• TO DO:
Only these lines of the data below are wanted: the one with "Target: clear blue sky", the one with "x=222, y=271", and any lines between them, each repeated exactly.

"""

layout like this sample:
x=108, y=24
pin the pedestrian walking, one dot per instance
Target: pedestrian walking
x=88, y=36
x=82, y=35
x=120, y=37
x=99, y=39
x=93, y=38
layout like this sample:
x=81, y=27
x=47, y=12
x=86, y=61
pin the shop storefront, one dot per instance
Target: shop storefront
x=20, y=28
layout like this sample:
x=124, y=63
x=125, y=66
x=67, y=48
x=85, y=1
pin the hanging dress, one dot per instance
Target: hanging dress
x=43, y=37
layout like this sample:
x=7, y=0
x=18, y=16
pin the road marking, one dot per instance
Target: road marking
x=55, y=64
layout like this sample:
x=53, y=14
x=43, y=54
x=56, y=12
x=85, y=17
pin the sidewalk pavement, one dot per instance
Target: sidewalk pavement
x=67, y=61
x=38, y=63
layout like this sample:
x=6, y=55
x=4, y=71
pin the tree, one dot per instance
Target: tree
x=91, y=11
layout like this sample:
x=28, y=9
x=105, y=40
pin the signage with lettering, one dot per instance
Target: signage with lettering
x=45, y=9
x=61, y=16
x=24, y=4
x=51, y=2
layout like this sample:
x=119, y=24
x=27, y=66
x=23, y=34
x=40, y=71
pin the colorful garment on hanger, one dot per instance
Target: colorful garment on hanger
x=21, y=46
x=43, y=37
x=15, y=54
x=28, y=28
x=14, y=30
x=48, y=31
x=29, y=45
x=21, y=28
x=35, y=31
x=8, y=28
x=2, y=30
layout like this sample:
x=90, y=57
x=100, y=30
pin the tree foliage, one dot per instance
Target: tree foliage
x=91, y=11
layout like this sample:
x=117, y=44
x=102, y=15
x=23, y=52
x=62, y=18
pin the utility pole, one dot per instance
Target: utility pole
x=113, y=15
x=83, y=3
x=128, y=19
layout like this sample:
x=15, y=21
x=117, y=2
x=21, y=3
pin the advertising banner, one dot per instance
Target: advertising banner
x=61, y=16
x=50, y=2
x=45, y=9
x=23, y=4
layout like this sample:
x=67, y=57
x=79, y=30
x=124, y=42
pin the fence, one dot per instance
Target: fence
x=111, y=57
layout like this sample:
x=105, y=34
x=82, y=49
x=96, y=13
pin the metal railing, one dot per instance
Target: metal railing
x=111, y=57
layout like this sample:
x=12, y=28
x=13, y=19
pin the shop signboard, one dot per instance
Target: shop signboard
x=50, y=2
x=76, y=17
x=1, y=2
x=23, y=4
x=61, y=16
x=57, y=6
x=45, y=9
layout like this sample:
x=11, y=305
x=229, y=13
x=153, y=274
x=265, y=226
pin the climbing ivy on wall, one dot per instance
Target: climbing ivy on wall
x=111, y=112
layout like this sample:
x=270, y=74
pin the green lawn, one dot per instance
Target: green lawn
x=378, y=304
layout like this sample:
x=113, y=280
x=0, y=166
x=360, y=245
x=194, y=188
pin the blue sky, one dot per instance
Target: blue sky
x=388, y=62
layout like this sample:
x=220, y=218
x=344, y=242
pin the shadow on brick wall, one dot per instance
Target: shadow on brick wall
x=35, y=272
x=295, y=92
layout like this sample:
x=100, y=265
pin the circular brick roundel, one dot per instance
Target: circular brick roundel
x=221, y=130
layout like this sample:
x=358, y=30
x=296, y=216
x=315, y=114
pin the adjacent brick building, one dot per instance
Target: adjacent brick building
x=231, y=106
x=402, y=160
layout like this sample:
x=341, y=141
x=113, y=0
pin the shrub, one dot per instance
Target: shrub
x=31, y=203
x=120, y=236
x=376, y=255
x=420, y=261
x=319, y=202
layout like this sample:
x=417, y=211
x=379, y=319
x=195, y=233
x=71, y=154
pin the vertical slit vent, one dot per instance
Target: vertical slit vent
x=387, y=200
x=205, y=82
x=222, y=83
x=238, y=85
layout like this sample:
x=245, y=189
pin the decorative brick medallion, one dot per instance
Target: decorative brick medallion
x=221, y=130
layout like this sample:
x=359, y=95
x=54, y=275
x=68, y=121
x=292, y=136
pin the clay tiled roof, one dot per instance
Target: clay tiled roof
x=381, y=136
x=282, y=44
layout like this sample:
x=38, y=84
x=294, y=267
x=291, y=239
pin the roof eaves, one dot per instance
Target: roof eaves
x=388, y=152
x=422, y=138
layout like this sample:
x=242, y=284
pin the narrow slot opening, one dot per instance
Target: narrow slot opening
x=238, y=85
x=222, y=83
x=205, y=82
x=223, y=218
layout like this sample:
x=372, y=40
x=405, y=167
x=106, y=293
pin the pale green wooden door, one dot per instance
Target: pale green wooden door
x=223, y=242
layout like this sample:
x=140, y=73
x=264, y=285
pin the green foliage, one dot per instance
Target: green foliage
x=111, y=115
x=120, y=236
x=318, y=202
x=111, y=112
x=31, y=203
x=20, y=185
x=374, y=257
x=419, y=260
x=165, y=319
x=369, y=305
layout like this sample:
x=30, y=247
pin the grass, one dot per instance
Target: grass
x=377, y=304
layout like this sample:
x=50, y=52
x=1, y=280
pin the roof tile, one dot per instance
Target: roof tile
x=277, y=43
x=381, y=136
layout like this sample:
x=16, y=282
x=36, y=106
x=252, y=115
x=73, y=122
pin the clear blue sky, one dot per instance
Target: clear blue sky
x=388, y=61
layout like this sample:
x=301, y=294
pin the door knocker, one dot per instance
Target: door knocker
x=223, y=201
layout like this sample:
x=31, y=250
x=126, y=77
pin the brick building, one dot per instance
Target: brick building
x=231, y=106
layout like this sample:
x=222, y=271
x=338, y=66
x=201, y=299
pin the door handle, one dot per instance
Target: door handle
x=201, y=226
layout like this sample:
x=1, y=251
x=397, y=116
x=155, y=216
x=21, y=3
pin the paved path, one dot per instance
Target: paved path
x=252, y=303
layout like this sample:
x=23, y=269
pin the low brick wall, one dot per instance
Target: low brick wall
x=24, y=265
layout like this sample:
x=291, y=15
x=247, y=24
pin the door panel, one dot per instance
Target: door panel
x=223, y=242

"""

• ANSWER SPACE:
Target: clear blue sky
x=388, y=61
layout like this sample:
x=301, y=294
pin the door knocker, one dot per instance
Target: door knocker
x=223, y=201
layout like this sample:
x=31, y=250
x=126, y=77
pin the brick building, one dot per instance
Target: brick building
x=231, y=106
layout like this sample:
x=222, y=271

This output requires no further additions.